BEGIN Text shown

USDCNH is particularly interesting as we approach the 16OCT China Party Congress because the market has dramatically reduced USDCNH longs and has tons of ammunition to reload if the PBoC shows a willingness to allow upside momentum through the old all-time high and double top of 7.20. When we broke 7.20 last week, the PBoC slammed it, but was that simply to enforce some stability into the Party Congress? Intervention is always about the combination of speed plus level, and the move to 7.20 was a super-fast rally to a massive level. Now that the speed has been controlled, will they allow a piercing of 7.20? If so, expect a quick run to 7.40/7.50 and then the return of a more aggressive PBoC. The moves in USDCNH and the reactions by the authorities tend to be in 20 big fig increments, approx.
USDCNH tried and failed to break 7.20 but was that just because of 16OCT Party Congress?
Mexico trades like a developed market. The UK trades like an emerging market. Mad unorthodox fiscal policy was accepted by markets back in the olden days (2017 to 2021) when yields were close to zero. Now, with real and nominal rates on a historic moonshot higher, the bond vigilantes are back. MMT-style policies were all the rage, starting with the 2017 Tax Cut and Jobs Act and continuing with the huge transfers of consumer liabilities to the sovereign. Governments like the UK are trying the same old tricks, but with borrowing costs now far, far above zero, the market is going to say no más. There are limits.

END Text shown
BEGIN Given material

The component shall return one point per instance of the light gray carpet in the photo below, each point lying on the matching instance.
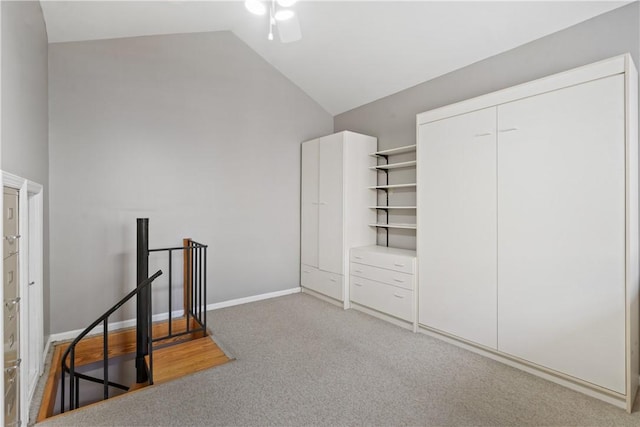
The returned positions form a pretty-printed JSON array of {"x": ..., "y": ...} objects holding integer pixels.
[{"x": 300, "y": 361}]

END Given material

• [What you are asked to do]: Please repeat the currency-market text between "USDCNH is particularly" and "16OCT Party Congress?", inclusive.

• [Output of the exercise]:
USDCNH is particularly interesting as we approach the 16OCT China Party Congress because the market has dramatically reduced USDCNH longs and has tons of ammunition to reload if the PBoC shows a willingness to allow upside momentum through the old all-time high and double top of 7.20. When we broke 7.20 last week, the PBoC slammed it, but was that simply to enforce some stability into the Party Congress? Intervention is always about the combination of speed plus level, and the move to 7.20 was a super-fast rally to a massive level. Now that the speed has been controlled, will they allow a piercing of 7.20? If so, expect a quick run to 7.40/7.50 and then the return of a more aggressive PBoC. The moves in USDCNH and the reactions by the authorities tend to be in 20 big fig increments, approx.
USDCNH tried and failed to break 7.20 but was that just because of 16OCT Party Congress?